▶ **Article**

In empirical studies on society and communication, Fairclough has established a three- dimensional model based on textual, discursive and social practice;

The analysis of the textual practice examines texts from a linguistic basis (Bergstrom &

Boréus, 2012, pp. 374-376). It examines, among other things, the choice of words journalists use and various stereotypes and metaphors used in descriptions of a phenomenon (Jørgensen

& Phillips, 2000, p. 87). Various aspects of sentence structure can be examined by a syntax analysis that can be exemplified by three grammatical techniques (Bergstrom & Boréus, 2012, p. 376); Text transitivity means mapped out the ideological implications of different

production forms may have. One examines how the subject and object are linked - or may not be linked - with different events and processes (Jørgensen & Phillips, 2000, p. 87). Text nominalization means that the agent denied responsibility, and instead focuses on the processes and actions that have led to them (Jørgensen & Phillips, 2000, p. 87). The third example is the text modality that focuses on how the speaker in different ways is connected to their assertion, and to what extent it stands by what has been expressed (Jørgensen & Phillips, 2000, p 87-88). In this case there is a difference between “the Islamic State is a threat” and

“we believe the Islamic state is a threat”; the modality selected by the speaker or author has implications for the discourses structure of social relations, knowledge as well as systems of meaning. According to Fairclough mass media interpretations are apprehended as truths through the usage of both categorical and objective modalities, instead of subjectivity

(Jørgensen & Phillips, 2000, pp. 87-88). Examples of this in my case could be the following:

"Islam is dangerous" instead of "we believe that Islam is dangerous." The usage of these modalities demonstrates the power that media has today, and which it gets when their claims are interpreted as true (Jørgensen & Phillips, 2000, pp. 87-88). Furthermore, the analysis also means to make visible what actually is said and what is implied upon (Bergström & Boréus, 2012, p. 376). In the case of this study this step is aimed at the articles which have been chosen.

▶ **Short task**
According to the passage on Fairclough's model, which three kinds of practice is the model based on? The rows after this point are separate material with no link to the passage on Fairclough's model.

▶ **Information shown**
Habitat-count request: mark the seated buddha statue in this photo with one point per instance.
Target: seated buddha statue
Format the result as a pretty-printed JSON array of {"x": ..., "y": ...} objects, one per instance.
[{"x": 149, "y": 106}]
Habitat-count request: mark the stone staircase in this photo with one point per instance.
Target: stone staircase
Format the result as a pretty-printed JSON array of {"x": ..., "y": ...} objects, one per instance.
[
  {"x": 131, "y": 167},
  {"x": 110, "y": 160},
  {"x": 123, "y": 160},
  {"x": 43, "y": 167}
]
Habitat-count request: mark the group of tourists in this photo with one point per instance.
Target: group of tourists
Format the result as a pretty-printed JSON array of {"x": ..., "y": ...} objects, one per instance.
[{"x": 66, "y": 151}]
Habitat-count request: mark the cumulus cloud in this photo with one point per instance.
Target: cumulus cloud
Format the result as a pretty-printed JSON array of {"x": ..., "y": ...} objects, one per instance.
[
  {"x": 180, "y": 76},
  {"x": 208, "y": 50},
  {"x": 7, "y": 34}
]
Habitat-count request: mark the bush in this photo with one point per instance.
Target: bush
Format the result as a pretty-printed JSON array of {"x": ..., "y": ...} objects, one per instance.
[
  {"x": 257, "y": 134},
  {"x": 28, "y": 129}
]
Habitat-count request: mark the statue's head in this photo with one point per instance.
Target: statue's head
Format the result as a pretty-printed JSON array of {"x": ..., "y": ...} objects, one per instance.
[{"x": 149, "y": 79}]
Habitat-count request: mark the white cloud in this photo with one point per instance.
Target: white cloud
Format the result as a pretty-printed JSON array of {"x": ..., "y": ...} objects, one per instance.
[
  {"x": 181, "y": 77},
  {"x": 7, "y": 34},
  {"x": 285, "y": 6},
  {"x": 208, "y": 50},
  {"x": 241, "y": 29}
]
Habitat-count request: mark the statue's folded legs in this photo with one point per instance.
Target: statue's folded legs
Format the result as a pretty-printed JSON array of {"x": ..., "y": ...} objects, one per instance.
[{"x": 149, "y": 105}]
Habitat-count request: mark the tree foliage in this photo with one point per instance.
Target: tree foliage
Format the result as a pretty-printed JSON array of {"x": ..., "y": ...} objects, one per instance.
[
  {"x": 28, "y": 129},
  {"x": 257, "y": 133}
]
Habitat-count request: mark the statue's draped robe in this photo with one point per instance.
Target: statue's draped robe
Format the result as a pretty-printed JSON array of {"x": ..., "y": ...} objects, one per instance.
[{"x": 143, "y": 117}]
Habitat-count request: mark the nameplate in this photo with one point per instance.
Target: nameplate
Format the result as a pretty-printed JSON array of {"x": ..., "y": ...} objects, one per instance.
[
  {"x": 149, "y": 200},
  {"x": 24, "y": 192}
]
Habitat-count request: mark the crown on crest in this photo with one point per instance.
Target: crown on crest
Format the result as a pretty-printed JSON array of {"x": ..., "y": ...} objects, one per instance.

▶ **The solution**
Textual, discursive, and social practice.